### Compito assegnato 1
Conta le righe dell'elenco che contengono la stringa "white", distinguendo tra maiuscole e minuscole, e riporta soltanto il numero.

Sentenza Sentenza Cassazione Civile n. 16559 del 28/07/2011

Cassazione civile sez. trib., 28/07/2011, (ud. 30/06/2010, dep. 28/07/2011), n.16559

LA CORTE SUPREMA DI CASSAZIONE

SEZIONE TRIBURARIA

Composta dagli Ill.mi Sigg.ri Magistrati:

Dott. LUPI Fernando – Presidente –

Dott. D’ALONZO Michele – rel. Consigliere –

Dott. FERRARA Ettore – Consigliere –

Dott. DI IASI Camilla – Consigliere –

Dott. IACOBELLIS Marcello – Consigliere –

ha pronunciato la seguente:

ordinanza

sul ricorso proposto da:

Comune di San Benedetto del Tronto (AP), in persona del Sindaco pro

tempore, elettivamente domiciliato in Roma alla Via F. Denza n. 20

presso lo studio dell’avv. DEL FEDERICO Lorenzo che lo rappresenta e

difende in forza della procura speciale rilasciata a margine del

ricorso;

– ricorrente –

contro

la s.r.l. VERDEMARE, con sede in

(OMISSIS), elettivamente domiciliata, nel giudizio di

appello, in San Benedetto del Tronto (AP) alla Via Colleoni n, 57

presso lo studio del rag. Luigi Citeroni;

– intimata –

avverso la sentenza n. 149/07/06 depositata il 9 marzo 2007 dalla

Commissione Tributaria Regionale delle Marche.

### Compito assegnato 2
Secondo la sentenza, quale organo ha depositato la sentenza n. 149/07/06 contro cui è proposto il ricorso?

### Elenco fornito
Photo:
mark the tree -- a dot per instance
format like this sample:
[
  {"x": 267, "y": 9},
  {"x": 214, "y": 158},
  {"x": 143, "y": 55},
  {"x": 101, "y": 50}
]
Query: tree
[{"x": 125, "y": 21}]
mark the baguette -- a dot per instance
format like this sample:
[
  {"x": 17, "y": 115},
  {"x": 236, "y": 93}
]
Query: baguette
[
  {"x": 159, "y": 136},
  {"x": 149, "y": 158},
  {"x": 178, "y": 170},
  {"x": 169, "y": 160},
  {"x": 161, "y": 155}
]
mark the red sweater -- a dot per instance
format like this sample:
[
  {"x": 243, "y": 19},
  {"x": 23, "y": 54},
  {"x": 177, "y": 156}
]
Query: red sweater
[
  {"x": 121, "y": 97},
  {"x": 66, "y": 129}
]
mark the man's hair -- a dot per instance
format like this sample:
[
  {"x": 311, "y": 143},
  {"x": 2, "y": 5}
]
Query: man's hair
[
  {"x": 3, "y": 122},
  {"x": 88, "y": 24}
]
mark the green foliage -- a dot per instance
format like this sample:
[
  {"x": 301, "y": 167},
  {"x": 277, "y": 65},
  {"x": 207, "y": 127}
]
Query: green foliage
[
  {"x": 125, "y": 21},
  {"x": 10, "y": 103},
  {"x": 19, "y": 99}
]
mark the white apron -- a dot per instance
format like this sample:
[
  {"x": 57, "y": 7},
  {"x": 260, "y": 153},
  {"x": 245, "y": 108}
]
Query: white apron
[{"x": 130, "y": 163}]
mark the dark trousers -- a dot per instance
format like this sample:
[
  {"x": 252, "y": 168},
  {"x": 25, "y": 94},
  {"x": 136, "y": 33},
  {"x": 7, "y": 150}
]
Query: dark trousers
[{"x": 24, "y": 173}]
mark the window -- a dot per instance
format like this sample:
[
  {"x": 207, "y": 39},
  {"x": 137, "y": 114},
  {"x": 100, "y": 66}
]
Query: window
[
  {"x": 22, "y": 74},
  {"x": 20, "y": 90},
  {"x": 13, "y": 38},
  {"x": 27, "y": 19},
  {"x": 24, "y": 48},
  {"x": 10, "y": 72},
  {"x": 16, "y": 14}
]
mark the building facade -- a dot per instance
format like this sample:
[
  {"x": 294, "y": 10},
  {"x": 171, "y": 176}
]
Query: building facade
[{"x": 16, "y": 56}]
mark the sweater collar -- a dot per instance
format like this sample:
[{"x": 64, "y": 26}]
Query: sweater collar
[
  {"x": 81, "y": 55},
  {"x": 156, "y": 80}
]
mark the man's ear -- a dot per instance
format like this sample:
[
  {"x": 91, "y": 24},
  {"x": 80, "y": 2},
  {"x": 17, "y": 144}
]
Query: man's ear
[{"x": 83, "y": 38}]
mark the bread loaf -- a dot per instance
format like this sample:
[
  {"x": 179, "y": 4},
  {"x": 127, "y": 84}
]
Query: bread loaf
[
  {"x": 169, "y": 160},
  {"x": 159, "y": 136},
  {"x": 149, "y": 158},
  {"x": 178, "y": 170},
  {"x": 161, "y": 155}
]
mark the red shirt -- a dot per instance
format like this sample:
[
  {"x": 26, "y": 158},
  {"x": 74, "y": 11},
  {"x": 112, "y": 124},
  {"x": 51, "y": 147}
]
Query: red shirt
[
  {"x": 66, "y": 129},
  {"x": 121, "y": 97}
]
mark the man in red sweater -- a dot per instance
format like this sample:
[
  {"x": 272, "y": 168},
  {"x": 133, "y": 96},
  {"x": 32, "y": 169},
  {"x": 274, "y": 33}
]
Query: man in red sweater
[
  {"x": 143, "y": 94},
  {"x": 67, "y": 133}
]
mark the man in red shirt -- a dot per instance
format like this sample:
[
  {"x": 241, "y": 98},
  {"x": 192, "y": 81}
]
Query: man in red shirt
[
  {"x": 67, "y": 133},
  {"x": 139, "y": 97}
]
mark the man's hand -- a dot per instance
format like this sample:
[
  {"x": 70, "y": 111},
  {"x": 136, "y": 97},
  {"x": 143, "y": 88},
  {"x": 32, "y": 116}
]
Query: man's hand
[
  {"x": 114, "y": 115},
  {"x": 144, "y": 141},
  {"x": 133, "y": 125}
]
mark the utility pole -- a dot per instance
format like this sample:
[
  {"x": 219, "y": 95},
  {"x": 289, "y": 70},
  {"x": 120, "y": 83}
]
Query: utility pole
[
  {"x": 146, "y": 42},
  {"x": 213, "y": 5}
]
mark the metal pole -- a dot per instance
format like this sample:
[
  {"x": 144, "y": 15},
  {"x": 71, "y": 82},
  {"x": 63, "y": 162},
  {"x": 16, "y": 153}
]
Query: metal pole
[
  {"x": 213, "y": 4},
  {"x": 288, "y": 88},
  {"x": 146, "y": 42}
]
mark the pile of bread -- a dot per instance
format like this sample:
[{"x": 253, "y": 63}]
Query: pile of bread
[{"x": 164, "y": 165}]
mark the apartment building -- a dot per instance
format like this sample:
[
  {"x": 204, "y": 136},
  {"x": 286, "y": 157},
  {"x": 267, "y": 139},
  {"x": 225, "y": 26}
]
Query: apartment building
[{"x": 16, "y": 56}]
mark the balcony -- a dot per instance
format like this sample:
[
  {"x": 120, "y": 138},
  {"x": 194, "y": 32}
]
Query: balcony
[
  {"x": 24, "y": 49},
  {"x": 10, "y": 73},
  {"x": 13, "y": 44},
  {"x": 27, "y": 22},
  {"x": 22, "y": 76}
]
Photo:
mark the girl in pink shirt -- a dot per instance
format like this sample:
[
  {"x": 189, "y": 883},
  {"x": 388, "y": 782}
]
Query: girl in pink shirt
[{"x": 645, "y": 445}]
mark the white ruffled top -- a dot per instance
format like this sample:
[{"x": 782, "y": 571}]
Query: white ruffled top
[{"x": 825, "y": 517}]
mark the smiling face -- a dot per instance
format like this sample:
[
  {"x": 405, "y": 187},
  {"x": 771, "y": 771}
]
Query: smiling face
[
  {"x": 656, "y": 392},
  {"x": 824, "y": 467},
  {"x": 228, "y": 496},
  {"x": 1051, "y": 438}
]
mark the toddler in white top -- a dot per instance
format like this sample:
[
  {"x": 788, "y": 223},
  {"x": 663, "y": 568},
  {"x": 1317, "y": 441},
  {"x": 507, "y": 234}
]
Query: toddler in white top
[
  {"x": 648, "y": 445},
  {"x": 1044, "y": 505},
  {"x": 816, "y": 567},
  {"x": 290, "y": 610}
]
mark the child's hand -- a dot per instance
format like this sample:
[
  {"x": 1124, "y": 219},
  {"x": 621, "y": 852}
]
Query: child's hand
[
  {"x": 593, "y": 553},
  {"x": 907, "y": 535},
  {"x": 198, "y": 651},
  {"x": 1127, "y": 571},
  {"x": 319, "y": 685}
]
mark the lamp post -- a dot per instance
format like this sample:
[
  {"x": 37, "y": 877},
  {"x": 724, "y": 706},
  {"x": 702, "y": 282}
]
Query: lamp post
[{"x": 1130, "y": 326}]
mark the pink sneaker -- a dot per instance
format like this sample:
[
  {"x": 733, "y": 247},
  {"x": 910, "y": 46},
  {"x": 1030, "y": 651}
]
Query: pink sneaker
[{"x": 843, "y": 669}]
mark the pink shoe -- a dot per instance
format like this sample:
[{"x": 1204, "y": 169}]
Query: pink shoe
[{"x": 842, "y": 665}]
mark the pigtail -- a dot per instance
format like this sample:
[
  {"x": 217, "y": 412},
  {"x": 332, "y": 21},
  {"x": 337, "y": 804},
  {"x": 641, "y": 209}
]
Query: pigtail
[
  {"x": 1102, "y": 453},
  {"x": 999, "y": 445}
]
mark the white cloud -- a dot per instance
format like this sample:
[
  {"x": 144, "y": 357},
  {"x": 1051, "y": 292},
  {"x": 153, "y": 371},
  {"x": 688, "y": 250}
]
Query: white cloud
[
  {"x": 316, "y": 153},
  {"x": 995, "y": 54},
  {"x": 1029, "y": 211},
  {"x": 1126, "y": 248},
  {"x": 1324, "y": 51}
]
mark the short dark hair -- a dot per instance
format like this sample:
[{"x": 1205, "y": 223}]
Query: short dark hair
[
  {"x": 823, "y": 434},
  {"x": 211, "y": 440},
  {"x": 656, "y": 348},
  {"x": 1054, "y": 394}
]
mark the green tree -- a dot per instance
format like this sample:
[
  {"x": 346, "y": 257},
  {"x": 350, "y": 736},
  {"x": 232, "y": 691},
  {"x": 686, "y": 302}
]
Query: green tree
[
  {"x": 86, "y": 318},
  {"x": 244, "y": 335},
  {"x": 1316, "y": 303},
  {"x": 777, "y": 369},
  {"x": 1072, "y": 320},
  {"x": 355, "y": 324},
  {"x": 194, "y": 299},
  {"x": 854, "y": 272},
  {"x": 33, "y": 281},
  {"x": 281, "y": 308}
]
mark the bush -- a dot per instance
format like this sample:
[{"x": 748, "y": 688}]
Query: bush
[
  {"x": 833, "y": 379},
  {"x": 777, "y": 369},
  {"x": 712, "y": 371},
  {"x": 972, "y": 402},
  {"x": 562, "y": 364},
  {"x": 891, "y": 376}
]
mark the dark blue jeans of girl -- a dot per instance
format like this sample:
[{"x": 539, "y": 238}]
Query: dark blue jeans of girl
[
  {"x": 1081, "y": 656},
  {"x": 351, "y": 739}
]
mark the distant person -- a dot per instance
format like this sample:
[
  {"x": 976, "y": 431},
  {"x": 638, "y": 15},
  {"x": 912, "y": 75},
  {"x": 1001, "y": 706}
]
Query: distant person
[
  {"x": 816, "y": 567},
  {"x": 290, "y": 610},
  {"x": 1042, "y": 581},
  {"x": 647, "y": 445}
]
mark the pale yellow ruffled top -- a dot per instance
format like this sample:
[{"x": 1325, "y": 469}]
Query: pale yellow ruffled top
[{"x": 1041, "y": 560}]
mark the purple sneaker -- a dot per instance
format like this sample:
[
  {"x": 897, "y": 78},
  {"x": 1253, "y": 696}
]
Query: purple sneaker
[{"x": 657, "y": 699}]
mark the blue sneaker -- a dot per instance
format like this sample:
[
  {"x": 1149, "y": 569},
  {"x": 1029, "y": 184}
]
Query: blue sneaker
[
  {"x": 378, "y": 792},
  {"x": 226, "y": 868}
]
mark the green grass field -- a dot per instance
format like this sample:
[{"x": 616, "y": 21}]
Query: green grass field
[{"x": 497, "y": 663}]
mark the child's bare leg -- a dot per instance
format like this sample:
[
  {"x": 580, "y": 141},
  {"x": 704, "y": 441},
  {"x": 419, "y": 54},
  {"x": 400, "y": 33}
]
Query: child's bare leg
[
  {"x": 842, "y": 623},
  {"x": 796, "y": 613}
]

### Soluzione 1
8

### Soluzione 2
La Commissione Tributaria Regionale delle Marche.